Belge Bölümü:
◇ ◇ ◇
Savcılığın kararı belli oldu: Ekrem İmamoğlu'nun tutuklanması talep edildi!

Savcılığın kararı belli oldu: Ekrem İmamoğlu'nun tutuklanması talep edildi!
Güncelleme:

Hakkındaki "yolsuzluk" ve "terör" soruşturmalarıyla ilgili Çağlayan Adliyesi'ndeki savcılık ifadeleri tamamlanan İstanbul Büyükşehir Belediye Başkanı Ekrem İmamoğlu için savcılık tutuklama istedi. İmamoğlu tutuklama istemiyle mahkemeye sevk edildi.

İstanbul Büyükşehir Belediye (İBB) Başkanı Ekrem İmamoğlu 19 Mart Çarşamba günü hukuksuzca gözaltına alındı. Hakkında başlatılan iki ayrı soruşturma kapsamında gözaltına alınan İmamoğlu'nun da aralarında olduğu 91 şüphelinin Çağlayan Adliyesi'ndeki ifade süreçleri tamamlandı.
◇ ◇ ◇
Sağlanan Girdiler:

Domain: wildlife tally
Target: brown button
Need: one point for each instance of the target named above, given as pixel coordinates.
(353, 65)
◇ ◇ ◇
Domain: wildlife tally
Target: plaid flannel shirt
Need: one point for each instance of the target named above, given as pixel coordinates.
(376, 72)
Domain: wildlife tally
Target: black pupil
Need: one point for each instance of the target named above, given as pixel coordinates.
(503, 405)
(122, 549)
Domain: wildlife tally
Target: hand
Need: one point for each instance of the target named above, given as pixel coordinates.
◇ ◇ ◇
Sorular ve Görevler:
1) Haber metnine göre Çağlayan Adliyesi'nde ifade süreçleri tamamlanan şüpheli sayısı kaçtır?
2) Haber metnini "İstanbul Büyükşehir Belediye (İBB)" ile "ifade süreçleri tamamlandı." arasında, iki uç da dahil olmak üzere, "Çarşamba" ifadesini "Perşembe" ile değiştirerek yeniden yazın.

Görev Yanıtları:
1) 91 şüpheli.

2)
İstanbul Büyükşehir Belediye (İBB) Başkanı Ekrem İmamoğlu 19 Mart Perşembe günü hukuksuzca gözaltına alındı. Hakkında başlatılan iki ayrı soruşturma kapsamında gözaltına alınan İmamoğlu'nun da aralarında olduğu 91 şüphelinin Çağlayan Adliyesi'ndeki ifade süreçleri tamamlandı.